**GIVEN TASK**
Convert all the items below into one JSON list of strings with one string per line, skipping blank lines.

Some items:
------------------------------------------------------------------------

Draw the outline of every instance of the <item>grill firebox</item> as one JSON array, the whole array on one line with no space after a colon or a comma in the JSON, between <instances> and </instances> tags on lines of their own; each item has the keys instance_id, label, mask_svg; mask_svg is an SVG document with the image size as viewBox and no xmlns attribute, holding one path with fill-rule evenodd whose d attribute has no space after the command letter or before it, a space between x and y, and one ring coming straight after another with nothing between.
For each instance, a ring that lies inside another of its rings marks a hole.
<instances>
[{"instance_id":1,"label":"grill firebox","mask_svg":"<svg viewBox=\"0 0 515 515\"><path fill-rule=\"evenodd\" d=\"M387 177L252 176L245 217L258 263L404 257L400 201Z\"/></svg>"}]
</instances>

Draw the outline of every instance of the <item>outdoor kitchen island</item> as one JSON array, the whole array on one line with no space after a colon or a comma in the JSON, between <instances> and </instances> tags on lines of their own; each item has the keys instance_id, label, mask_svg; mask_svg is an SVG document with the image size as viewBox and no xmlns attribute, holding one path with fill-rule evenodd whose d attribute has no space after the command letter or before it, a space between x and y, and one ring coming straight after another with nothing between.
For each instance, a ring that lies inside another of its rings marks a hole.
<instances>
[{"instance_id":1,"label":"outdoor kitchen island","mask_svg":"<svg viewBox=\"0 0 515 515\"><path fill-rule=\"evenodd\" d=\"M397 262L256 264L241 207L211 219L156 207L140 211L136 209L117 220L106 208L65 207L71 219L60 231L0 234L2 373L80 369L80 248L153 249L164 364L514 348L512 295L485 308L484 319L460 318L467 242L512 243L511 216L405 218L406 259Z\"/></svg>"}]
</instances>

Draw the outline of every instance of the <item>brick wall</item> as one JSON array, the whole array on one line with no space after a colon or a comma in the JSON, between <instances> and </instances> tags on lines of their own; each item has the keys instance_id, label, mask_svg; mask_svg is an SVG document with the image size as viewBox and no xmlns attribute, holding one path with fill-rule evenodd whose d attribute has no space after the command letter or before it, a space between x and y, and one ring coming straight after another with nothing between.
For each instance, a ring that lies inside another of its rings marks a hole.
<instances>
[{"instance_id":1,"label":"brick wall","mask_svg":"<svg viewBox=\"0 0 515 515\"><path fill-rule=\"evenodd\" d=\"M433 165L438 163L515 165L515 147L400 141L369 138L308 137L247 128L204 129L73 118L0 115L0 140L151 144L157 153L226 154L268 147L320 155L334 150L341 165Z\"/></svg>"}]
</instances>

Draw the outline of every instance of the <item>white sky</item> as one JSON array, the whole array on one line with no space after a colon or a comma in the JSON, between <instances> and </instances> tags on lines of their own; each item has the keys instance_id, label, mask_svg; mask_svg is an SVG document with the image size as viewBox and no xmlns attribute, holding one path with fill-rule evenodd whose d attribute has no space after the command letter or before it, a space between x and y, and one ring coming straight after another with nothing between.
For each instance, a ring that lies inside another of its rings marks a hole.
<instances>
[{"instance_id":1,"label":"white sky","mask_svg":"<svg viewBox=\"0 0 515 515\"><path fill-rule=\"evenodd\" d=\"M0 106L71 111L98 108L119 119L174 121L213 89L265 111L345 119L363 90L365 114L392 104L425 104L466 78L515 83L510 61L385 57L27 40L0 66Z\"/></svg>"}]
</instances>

------------------------------------------------------------------------

**CORRECT RESULT**
[
  "Draw the outline of every instance of the <item>grill firebox</item> as one JSON array, the whole array on one line with no space after a colon or a comma in the JSON, between <instances> and </instances> tags on lines of their own; each item has the keys instance_id, label, mask_svg; mask_svg is an SVG document with the image size as viewBox and no xmlns attribute, holding one path with fill-rule evenodd whose d attribute has no space after the command letter or before it, a space between x and y, and one ring coming straight after another with nothing between.",
  "For each instance, a ring that lies inside another of its rings marks a hole.",
  "<instances>",
  "[{\"instance_id\":1,\"label\":\"grill firebox\",\"mask_svg\":\"<svg viewBox=\\\"0 0 515 515\\\"><path fill-rule=\\\"evenodd\\\" d=\\\"M387 177L252 176L245 217L258 263L404 257L400 201Z\\\"/></svg>\"}]",
  "</instances>",
  "Draw the outline of every instance of the <item>outdoor kitchen island</item> as one JSON array, the whole array on one line with no space after a colon or a comma in the JSON, between <instances> and </instances> tags on lines of their own; each item has the keys instance_id, label, mask_svg; mask_svg is an SVG document with the image size as viewBox and no xmlns attribute, holding one path with fill-rule evenodd whose d attribute has no space after the command letter or before it, a space between x and y, and one ring coming straight after another with nothing between.",
  "For each instance, a ring that lies inside another of its rings marks a hole.",
  "<instances>",
  "[{\"instance_id\":1,\"label\":\"outdoor kitchen island\",\"mask_svg\":\"<svg viewBox=\\\"0 0 515 515\\\"><path fill-rule=\\\"evenodd\\\" d=\\\"M397 262L256 264L241 207L211 219L156 207L140 211L136 209L117 220L106 208L65 207L71 219L60 231L0 234L2 373L80 369L80 248L153 249L164 364L514 348L512 295L485 308L484 319L460 318L467 242L512 243L511 216L405 218L406 259Z\\\"/></svg>\"}]",
  "</instances>",
  "Draw the outline of every instance of the <item>brick wall</item> as one JSON array, the whole array on one line with no space after a colon or a comma in the JSON, between <instances> and </instances> tags on lines of their own; each item has the keys instance_id, label, mask_svg; mask_svg is an SVG document with the image size as viewBox and no xmlns attribute, holding one path with fill-rule evenodd whose d attribute has no space after the command letter or before it, a space between x and y, and one ring coming straight after another with nothing between.",
  "For each instance, a ring that lies inside another of its rings marks a hole.",
  "<instances>",
  "[{\"instance_id\":1,\"label\":\"brick wall\",\"mask_svg\":\"<svg viewBox=\\\"0 0 515 515\\\"><path fill-rule=\\\"evenodd\\\" d=\\\"M433 165L438 163L515 165L515 147L400 141L369 138L308 137L247 128L204 129L73 118L0 115L0 140L151 144L157 153L226 154L268 147L320 155L334 150L341 165Z\\\"/></svg>\"}]",
  "</instances>",
  "Draw the outline of every instance of the <item>white sky</item> as one JSON array, the whole array on one line with no space after a colon or a comma in the JSON, between <instances> and </instances> tags on lines of their own; each item has the keys instance_id, label, mask_svg; mask_svg is an SVG document with the image size as viewBox and no xmlns attribute, holding one path with fill-rule evenodd whose d attribute has no space after the command letter or before it, a space between x and y, and one ring coming straight after another with nothing between.",
  "For each instance, a ring that lies inside another of its rings marks a hole.",
  "<instances>",
  "[{\"instance_id\":1,\"label\":\"white sky\",\"mask_svg\":\"<svg viewBox=\\\"0 0 515 515\\\"><path fill-rule=\\\"evenodd\\\" d=\\\"M0 106L71 111L98 108L119 119L174 121L213 89L265 111L345 119L363 90L365 114L392 104L425 104L466 78L515 83L510 61L385 57L27 40L0 66Z\\\"/></svg>\"}]",
  "</instances>"
]